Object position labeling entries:

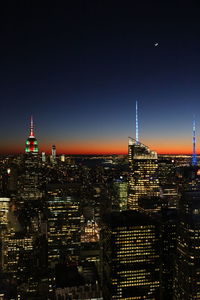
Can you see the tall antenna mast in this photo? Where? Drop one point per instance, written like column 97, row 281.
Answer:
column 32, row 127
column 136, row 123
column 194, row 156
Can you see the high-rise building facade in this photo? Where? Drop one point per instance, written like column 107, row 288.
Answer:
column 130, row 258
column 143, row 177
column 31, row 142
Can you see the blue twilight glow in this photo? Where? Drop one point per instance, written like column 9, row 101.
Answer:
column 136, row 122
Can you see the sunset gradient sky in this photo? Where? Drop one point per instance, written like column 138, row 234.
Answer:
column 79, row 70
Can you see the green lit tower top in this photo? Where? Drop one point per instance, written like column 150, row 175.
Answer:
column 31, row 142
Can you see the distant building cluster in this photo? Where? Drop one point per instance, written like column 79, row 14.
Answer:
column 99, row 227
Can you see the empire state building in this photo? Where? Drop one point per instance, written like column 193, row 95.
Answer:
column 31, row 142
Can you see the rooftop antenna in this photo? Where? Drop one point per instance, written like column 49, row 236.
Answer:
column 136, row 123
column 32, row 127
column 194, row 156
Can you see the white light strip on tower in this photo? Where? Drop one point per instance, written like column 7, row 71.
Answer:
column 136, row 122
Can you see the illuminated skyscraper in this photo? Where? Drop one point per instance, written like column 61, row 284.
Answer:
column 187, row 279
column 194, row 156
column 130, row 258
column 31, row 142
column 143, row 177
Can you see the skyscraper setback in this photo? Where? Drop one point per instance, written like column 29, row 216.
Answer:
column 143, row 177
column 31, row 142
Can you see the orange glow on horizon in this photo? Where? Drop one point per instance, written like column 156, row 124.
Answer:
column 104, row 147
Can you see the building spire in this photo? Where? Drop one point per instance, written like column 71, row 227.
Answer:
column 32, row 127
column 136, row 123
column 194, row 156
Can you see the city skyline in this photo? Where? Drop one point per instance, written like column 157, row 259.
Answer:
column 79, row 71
---
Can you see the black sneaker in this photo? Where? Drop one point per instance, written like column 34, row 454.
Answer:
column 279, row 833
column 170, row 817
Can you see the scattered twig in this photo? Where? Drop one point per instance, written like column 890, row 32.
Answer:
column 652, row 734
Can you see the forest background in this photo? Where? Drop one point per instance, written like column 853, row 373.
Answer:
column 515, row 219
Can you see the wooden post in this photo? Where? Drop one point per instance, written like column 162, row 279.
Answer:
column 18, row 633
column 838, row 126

THE REQUEST
Extract every line in the rows above that contains the string "glow", matching case exactly.

OUTPUT BELOW
Can you see the blue twilight glow in this photo? Where? Drop one point per instance, written like column 9, row 101.
Can you see the orange glow on horizon in this photo? Where? Drop one point per instance, written like column 156, row 124.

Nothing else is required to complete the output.